**DIRECTIONS FOR THIS TASK:** Everything from the line holding "the car headlight" to the end of the data must be reproduced exactly; include both boundary lines and nothing else.

**PROVIDED DATA:**
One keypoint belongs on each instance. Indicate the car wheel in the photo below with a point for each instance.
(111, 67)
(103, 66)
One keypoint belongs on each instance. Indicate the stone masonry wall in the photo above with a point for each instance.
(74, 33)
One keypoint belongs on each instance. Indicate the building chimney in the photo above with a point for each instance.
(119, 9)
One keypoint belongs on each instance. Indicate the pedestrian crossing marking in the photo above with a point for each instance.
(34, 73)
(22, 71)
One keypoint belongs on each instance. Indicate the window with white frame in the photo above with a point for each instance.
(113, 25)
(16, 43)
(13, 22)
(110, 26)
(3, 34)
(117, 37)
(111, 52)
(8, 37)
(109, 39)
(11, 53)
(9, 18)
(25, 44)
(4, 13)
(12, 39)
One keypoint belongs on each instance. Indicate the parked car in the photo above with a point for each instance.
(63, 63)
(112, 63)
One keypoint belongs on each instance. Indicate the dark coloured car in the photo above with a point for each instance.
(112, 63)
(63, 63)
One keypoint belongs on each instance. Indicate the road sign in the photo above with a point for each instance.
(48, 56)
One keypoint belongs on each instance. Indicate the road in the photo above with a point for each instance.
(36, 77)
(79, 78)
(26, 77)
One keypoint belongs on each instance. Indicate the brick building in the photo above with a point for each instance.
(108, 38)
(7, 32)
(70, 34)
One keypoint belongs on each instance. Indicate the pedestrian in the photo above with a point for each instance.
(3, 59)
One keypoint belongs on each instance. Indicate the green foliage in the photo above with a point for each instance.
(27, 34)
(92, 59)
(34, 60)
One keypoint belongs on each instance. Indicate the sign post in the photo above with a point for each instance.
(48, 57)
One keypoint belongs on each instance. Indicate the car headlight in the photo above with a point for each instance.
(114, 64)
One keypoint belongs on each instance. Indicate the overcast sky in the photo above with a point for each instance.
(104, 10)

**ANSWER SECTION:**
One keypoint belongs on each instance. Indicate the car headlight in the photo above with a point for each instance.
(114, 64)
One keypoint belongs on each instance. Indicate the overcast sky in the photo above with a point for each instance.
(104, 10)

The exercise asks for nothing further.